### What you are asked to do
Check each line of the data, and copy those where "before" appears.

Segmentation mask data
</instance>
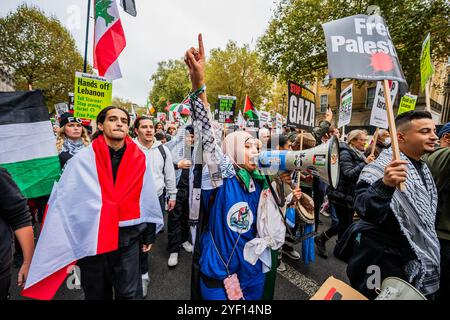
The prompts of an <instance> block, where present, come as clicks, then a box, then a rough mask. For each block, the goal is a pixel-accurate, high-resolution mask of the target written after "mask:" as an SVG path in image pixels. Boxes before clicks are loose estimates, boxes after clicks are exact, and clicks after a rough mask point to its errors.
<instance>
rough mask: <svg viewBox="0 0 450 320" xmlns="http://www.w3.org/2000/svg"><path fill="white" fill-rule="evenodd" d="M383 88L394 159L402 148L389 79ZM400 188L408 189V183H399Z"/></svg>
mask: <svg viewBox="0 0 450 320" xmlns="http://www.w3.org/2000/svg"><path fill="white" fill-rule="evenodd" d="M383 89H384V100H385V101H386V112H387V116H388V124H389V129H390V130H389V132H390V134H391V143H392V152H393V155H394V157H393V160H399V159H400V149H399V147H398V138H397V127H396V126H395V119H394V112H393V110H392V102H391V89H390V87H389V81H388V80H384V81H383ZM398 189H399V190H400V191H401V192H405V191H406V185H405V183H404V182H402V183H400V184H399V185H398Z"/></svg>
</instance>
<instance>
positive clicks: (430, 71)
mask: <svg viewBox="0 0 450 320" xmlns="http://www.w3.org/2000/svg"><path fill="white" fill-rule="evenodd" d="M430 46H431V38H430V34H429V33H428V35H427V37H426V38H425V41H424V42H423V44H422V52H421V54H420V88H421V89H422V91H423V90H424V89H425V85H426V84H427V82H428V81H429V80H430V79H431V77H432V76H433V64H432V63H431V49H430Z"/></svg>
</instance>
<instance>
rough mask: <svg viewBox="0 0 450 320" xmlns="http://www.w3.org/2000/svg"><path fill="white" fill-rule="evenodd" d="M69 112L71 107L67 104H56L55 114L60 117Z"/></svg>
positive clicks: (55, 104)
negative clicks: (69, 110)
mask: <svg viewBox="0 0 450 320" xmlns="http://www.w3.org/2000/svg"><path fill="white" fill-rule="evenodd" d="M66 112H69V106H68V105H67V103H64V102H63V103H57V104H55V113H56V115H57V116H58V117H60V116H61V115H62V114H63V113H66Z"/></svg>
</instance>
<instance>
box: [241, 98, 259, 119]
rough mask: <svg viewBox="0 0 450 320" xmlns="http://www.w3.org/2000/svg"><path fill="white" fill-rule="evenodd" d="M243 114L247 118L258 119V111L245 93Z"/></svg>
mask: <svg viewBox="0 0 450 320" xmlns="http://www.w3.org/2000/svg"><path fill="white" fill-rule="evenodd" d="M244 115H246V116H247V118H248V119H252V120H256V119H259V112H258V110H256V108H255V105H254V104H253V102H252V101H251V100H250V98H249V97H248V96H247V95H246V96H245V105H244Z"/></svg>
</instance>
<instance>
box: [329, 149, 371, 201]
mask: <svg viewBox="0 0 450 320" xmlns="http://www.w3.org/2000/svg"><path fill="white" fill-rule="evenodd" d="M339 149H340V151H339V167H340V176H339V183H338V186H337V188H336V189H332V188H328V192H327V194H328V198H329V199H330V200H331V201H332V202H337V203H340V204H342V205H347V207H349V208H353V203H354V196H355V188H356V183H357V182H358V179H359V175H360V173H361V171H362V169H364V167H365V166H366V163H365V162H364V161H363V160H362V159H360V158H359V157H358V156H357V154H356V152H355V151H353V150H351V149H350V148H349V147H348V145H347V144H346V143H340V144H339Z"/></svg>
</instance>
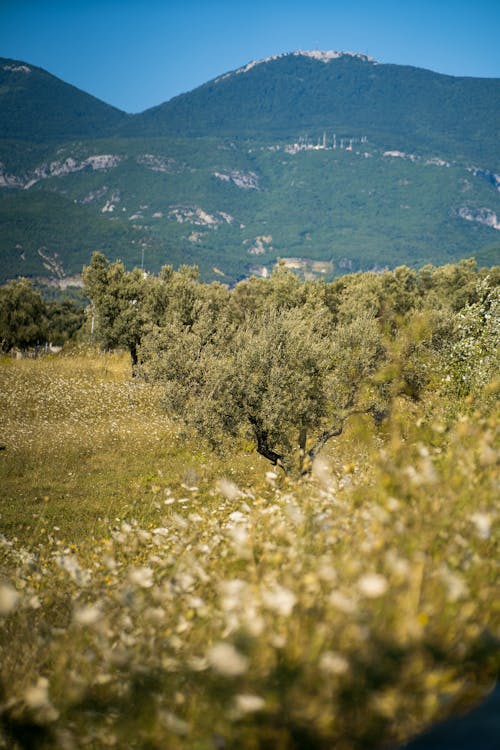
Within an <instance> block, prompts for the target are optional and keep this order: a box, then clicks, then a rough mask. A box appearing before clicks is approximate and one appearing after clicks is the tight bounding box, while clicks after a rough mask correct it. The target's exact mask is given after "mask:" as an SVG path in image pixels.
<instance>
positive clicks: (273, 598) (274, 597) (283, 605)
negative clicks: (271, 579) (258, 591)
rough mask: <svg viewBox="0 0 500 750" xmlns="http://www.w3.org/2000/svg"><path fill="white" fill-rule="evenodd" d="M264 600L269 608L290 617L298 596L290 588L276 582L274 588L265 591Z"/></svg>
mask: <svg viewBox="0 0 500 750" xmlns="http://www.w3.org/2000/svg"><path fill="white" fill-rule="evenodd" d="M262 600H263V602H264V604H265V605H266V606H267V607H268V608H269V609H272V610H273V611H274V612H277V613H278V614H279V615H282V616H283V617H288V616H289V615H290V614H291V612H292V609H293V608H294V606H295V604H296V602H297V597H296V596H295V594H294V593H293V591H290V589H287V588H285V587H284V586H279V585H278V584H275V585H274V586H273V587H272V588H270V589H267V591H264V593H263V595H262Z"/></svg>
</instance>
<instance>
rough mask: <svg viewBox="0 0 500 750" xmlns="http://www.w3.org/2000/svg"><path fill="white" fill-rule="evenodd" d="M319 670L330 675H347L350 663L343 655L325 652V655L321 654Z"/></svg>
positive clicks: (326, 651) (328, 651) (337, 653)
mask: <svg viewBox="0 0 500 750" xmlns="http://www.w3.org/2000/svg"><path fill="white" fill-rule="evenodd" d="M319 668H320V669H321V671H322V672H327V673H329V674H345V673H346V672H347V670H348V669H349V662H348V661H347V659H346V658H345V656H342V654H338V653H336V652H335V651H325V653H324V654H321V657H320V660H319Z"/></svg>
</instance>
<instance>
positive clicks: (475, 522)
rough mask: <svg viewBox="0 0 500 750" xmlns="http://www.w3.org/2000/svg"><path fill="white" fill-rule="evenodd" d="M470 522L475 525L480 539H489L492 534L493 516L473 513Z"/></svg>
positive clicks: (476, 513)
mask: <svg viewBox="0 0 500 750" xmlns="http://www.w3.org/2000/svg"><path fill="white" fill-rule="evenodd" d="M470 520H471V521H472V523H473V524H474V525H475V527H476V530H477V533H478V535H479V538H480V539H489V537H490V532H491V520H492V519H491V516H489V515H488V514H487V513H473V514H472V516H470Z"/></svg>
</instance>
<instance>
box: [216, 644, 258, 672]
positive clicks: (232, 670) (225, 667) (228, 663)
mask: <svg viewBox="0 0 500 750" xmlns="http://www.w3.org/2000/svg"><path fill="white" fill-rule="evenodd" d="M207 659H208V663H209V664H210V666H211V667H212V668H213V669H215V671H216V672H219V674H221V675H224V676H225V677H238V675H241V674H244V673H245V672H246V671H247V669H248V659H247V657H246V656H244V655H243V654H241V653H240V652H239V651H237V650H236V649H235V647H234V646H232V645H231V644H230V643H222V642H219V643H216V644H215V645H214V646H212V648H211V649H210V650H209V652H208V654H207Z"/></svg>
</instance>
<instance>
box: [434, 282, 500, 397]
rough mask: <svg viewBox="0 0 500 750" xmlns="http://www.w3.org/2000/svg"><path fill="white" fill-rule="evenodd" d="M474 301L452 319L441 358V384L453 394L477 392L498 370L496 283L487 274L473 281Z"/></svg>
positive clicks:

### Task solution
The prompts of an <instance> block, where present, come as clicks, then a box, then a rough mask. For each block, the goal is a pixel-accurate, high-resolution mask of the target written after "mask:" as an SVG path in image pixels. Boxes before clicks are loose estimates, boxes after clicks are exact, and clicks after a rough mask point to its errors.
Within an <instance> block, prompts for the target are optional and keep this order: a box, then clicks, then a rough mask. A box appearing before clicks is approximate and one appearing after clicks is the tight bounding box, while clicks after a rough mask correct it. The target's exact mask is given after "mask:" as an SVG path in image pixels.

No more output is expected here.